───── Selected passage ─────
And this is much bigger than simply the issue of individual artists connecting to an audience. Its an issue of community and of identity. There is an enormous gulf between supporting the arts where artists are anonymous cyphers, and supporting the arts where these artists are human beings with real and personal connection to their supporters…..
I’ll leave you with that to ponder.
If you don’t know Tony, you can find him on his quirky and insightful blog here:
Make beauty real!
” And a few days after the sale he sends them a postcard riffing on a bit of what they shared in that conversation. That’s it. ”
Carter, this is standard practice in Japan. Also, when you have a show in Japan, you are at the gallery every day. You served your guest (in Japan, customer and guest means the same thing) tea and sweets. The pot is just the tip of the “iceberg.” Your honored guest is also buying your expertise and you become a part of each others life. I try to carry on is way of doing business here in the States. Isn’t this kind of hospitality more common in the South?
A few years ago, I started sending thank you cards and a gift certificate (towards a future purchase) to all my new customers. It’s worked okay, but still most don’t return a second time.
I hadn’t considered sending some sort of thank you or acknowledgement to returning customers, but… duh. Why not? They’re the most important to a long-term sustainable model, and sending the implicit message that I take them for granted (even if just by comparison) is a terrible idea!
I think Tony’s suggestion that it be a personal communication far exceeds the potential of merely the ‘thank you’ card or impersonal coupon. The example he gave was that a customer came to his showroom worried about Tony’s dog. They talked about that. And the card Tony sent simply said “Woof woof”! How’s that for the right touch of humor and personalization!
The key, I think, is to making strides at involving our customers as members of our community. Which is also why I suggested that it connects to people’s ideas of self-identity. If you are ‘the local potter’ this probably helps, but we can do so much more to deepen those ties.
Remember: “Community”, “Identity”.
───── Excerpted records ─────
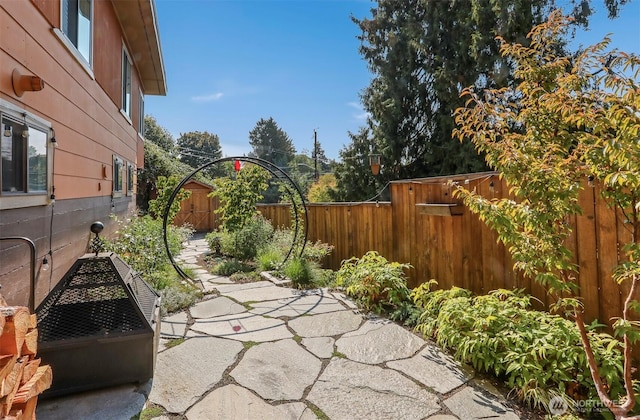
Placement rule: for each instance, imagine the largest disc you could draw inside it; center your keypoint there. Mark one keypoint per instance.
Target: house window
(118, 173)
(126, 83)
(24, 152)
(77, 24)
(141, 115)
(130, 174)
─────
Carry on the discussion about potters building personal ties with their customers, picking up after its final line. The records have no role here.

Exercise response:
So nice to hear from you Lee!
That’s great insight on Japanese practice. Of course you’d expect a culture that has a more mainstream tradition of pottery acceptance to embrace an idea like this. Slowed down, contemplative, and meditative….. Any wonder that in the US where fast food, fast cars, impatience, road rage, and in your face extroversion are more the norm that folks would be slow to realize (quick to overlook) the benefits of more interpersonally oriented experience?
Not so sure how the South fits in all that…. I’ve lived here 24 years now and it still eludes me…..
Thanks for chiming in! Always great to get your insight!
These eras of commerce make sense to me:
50’s = meeting customers’ basic needs.
70’s = meeting customers’ optional preferences.
Now = meeting customers’ pure desires.
As long as we’re not talking about Walmart-caliber commodities, in an “experiential economy”, the product that comes with the highest personalization and fanciest extra gloss — like shopping at the Apple store — usually wins.
That’s an interesting redescription! Basic needs-> Optional preferences-> Pure desire!
I’m not sure the “pure desire” part needs to be phrased so strongly, but experience and desire are definitely linked in some ways…..
Yeah, maybe we can strike “pure” and just make it “desires”. In any case, I was thinking along the lines of Maslow’s hierarchy, where experiential shopping (aka fulfilling desires) is pretty high up the pyramid towards self-actualization.